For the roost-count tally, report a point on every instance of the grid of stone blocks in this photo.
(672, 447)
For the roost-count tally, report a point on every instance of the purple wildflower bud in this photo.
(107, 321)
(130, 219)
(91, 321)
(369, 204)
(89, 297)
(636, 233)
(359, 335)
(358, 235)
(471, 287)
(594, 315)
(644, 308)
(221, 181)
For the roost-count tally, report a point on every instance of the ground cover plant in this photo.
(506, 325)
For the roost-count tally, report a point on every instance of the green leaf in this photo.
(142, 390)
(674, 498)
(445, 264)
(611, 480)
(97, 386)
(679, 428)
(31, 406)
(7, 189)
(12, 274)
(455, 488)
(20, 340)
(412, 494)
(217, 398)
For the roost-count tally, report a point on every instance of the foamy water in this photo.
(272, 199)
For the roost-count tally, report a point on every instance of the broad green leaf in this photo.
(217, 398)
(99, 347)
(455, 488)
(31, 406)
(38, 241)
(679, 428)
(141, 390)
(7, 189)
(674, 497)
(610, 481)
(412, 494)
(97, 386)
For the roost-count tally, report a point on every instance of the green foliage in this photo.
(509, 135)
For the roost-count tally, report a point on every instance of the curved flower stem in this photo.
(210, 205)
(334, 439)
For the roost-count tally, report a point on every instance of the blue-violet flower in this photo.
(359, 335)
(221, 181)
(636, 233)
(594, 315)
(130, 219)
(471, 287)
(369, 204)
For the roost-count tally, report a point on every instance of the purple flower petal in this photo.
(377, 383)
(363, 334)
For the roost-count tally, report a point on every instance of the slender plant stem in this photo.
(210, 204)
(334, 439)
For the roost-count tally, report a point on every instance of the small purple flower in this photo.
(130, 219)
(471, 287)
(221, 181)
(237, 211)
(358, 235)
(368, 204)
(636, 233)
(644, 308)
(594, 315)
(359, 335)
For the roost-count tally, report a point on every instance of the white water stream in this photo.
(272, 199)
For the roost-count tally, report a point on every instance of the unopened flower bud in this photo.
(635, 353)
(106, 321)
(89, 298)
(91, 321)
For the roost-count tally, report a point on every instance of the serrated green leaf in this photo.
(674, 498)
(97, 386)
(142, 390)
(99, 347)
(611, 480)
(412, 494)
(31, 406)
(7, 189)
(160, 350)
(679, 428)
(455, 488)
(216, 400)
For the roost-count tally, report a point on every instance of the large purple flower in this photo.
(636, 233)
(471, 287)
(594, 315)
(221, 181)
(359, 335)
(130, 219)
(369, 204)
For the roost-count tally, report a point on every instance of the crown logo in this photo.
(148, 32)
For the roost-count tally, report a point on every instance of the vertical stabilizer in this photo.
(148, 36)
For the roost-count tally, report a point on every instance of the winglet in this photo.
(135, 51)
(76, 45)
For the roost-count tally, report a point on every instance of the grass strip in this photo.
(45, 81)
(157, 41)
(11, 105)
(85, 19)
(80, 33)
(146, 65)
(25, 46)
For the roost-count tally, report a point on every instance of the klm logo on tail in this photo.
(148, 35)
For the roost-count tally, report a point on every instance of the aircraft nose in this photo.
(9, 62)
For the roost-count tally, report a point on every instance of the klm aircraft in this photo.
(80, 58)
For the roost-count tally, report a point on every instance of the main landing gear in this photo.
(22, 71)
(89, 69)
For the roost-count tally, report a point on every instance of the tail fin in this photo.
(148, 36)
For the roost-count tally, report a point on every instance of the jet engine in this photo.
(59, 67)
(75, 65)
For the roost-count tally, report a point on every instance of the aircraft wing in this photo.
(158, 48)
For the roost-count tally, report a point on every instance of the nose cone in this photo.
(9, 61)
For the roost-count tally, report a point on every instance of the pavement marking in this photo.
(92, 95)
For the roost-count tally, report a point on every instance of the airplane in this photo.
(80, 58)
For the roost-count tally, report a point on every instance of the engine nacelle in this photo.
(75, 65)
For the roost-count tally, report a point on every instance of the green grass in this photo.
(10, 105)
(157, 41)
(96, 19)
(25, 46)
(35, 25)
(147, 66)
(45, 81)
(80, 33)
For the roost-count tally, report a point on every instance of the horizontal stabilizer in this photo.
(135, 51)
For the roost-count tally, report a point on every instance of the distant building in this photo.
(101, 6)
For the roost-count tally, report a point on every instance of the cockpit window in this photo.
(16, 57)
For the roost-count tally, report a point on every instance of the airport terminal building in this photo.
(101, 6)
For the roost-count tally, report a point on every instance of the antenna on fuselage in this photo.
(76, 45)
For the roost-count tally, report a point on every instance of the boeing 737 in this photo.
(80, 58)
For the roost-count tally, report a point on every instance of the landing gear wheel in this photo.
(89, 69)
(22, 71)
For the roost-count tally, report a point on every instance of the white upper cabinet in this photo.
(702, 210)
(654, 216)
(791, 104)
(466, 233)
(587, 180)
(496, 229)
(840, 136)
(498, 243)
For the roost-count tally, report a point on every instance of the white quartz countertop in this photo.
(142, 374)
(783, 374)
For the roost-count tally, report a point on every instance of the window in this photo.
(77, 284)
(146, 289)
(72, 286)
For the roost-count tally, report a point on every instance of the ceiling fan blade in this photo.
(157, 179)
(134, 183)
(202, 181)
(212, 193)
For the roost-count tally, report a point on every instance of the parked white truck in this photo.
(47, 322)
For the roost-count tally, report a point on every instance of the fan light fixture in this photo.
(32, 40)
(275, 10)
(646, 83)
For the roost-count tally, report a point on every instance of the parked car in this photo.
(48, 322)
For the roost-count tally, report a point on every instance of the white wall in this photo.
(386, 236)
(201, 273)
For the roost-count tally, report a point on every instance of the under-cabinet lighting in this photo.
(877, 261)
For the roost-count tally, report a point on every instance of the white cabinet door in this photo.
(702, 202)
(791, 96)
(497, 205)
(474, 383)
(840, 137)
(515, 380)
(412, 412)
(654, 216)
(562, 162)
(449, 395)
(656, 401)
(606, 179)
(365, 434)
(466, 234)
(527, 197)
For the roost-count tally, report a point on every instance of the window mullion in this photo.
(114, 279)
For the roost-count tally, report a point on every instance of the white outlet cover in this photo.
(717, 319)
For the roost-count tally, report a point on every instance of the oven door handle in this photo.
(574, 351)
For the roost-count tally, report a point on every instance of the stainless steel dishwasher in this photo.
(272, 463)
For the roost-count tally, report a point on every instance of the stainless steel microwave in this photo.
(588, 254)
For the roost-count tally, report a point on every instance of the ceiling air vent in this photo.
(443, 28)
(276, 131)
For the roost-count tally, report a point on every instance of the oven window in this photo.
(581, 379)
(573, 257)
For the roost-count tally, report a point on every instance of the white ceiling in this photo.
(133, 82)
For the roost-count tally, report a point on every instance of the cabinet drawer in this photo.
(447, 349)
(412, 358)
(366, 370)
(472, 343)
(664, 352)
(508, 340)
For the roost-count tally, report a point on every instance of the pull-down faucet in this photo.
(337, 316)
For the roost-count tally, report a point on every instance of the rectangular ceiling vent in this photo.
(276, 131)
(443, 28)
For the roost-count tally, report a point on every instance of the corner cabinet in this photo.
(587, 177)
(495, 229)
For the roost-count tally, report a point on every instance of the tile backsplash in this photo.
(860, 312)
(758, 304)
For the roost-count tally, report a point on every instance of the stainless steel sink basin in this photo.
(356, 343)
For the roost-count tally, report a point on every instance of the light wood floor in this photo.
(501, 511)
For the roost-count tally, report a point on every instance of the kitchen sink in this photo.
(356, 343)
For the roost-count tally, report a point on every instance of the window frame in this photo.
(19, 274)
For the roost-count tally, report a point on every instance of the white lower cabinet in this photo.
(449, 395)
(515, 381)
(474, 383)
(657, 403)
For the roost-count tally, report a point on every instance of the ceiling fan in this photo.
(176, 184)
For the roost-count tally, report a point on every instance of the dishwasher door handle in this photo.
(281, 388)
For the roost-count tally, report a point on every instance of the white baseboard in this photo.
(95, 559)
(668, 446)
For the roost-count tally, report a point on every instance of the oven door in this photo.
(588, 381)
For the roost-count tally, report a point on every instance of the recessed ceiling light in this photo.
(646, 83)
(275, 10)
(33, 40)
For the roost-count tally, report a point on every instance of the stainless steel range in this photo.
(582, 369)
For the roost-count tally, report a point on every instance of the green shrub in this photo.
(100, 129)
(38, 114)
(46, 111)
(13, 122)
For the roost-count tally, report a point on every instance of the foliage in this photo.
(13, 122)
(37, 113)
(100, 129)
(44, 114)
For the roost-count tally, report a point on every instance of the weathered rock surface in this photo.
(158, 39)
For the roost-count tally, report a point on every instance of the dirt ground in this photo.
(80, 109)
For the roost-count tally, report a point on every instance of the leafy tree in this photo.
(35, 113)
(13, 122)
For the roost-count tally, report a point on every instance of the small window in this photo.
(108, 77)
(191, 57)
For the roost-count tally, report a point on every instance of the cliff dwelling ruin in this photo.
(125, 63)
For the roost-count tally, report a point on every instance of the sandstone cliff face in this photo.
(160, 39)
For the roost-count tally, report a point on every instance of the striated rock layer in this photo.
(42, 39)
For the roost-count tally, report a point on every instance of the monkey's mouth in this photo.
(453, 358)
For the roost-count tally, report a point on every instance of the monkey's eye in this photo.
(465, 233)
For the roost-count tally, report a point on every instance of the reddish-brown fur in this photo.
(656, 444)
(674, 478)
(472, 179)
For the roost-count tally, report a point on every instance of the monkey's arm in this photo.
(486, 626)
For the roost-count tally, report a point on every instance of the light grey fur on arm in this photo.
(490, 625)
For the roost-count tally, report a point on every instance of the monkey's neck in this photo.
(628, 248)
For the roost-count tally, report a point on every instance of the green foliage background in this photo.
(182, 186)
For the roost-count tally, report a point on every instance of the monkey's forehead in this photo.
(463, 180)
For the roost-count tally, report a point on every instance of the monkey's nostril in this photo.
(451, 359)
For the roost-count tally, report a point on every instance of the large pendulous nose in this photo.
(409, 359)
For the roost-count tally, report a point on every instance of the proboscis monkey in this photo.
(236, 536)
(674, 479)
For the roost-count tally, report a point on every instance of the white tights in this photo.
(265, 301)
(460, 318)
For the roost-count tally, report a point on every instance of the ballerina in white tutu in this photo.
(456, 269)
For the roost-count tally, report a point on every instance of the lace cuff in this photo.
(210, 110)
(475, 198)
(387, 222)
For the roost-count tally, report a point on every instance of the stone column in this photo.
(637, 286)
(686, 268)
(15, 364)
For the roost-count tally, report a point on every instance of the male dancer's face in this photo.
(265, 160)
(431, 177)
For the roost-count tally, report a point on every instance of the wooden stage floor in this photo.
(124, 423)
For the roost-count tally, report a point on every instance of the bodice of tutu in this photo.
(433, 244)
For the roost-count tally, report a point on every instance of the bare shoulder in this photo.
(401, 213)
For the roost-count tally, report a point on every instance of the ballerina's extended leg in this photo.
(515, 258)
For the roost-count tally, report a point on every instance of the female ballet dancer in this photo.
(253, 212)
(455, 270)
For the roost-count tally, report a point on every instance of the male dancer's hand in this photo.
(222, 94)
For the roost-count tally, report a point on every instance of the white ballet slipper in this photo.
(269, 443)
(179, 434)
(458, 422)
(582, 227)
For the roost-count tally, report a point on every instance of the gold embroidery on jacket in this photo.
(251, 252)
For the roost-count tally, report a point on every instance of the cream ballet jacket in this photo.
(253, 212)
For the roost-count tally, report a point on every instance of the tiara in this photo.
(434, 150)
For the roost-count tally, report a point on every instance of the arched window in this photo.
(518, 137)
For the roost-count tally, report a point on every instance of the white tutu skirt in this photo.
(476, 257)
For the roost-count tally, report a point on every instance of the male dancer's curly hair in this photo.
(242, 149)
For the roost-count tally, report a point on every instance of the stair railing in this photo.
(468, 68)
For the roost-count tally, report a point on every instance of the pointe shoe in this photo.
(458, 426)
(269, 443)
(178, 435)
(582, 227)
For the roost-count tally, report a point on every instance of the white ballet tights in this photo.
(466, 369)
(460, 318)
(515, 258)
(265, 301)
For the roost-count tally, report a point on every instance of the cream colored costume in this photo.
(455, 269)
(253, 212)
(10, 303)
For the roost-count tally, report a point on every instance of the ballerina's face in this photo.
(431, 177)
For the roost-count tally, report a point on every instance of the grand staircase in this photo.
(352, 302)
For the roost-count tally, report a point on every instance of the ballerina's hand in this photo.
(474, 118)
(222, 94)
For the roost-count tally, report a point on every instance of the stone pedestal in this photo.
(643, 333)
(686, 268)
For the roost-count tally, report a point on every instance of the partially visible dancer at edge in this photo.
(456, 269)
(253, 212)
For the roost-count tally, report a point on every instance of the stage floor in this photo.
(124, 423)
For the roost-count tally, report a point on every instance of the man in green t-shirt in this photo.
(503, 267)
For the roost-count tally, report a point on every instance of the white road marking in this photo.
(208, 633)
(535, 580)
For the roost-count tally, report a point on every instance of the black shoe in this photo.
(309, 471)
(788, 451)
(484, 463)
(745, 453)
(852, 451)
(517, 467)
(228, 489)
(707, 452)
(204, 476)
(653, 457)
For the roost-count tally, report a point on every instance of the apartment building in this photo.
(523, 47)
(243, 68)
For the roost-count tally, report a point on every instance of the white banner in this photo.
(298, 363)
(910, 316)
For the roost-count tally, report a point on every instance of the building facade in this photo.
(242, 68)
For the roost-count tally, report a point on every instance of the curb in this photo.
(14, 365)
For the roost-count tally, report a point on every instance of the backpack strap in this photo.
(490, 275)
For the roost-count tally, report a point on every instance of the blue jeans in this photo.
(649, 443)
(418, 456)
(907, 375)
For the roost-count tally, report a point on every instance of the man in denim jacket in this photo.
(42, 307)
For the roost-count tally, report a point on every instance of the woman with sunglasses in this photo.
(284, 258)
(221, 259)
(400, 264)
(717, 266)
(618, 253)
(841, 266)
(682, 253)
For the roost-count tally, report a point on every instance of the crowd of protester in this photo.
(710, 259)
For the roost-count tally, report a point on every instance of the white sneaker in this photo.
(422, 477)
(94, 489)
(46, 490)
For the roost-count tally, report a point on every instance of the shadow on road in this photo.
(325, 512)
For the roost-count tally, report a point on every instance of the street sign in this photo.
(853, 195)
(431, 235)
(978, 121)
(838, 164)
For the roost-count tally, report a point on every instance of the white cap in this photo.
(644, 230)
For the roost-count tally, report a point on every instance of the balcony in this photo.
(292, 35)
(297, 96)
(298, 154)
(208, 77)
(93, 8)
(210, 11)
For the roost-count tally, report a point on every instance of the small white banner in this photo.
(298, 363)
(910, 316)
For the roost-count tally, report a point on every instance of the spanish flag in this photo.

▶ [Instruction]:
Exactly reproduce the lines from the one containing "black shoe in this photo." through the end of the records, and only those lines.

▶ [Exercise result]:
For the roost-count tally, report a point on every instance of the black shoe in this photo.
(309, 471)
(788, 451)
(484, 463)
(745, 453)
(852, 451)
(517, 467)
(228, 489)
(707, 452)
(204, 476)
(653, 457)
For the roost-count tally, report a point on every instance of the apartment building in this photo.
(523, 47)
(243, 68)
For the roost-count tally, report a point on every instance of the white banner in this photo.
(298, 363)
(910, 316)
For the roost-count tally, report a point on every instance of the building facade in this photo.
(242, 68)
For the roost-count tally, report a point on every instance of the curb in this photo.
(14, 365)
For the roost-count tally, report a point on every instance of the backpack strap in this photo.
(490, 275)
For the roost-count tally, report a point on every instance of the blue jeans in this photo.
(649, 443)
(418, 456)
(907, 375)
For the roost-count tally, report a point on every instance of the man in denim jacket in this photo.
(42, 307)
For the roost-count tally, report a point on every instance of the woman with sunglasses in this photo.
(284, 258)
(221, 259)
(400, 264)
(717, 266)
(618, 253)
(841, 266)
(682, 253)
For the roost-count tally, report a point on every instance of the crowd of protester in this photo.
(710, 259)
For the roost-count tally, report a point on every instance of the white sneaker in this photo.
(422, 477)
(94, 489)
(46, 490)
For the roost-count tally, report a point on every instance of the shadow on road in this photo.
(325, 512)
For the roost-count tally, report a point on every instance of the street sign in this photo.
(853, 195)
(431, 235)
(978, 121)
(838, 164)
For the roost-count tally, report a point on every instance of the white cap in this photo.
(644, 230)
For the roost-count tally, report a point on every instance of the balcony in this photo.
(292, 35)
(297, 96)
(298, 154)
(208, 77)
(93, 8)
(210, 11)
For the roost-count tally, report a point on every instance of the small white banner in this photo.
(298, 363)
(910, 316)
For the roost-count tally, report a point on every instance of the spanish flag in this photo.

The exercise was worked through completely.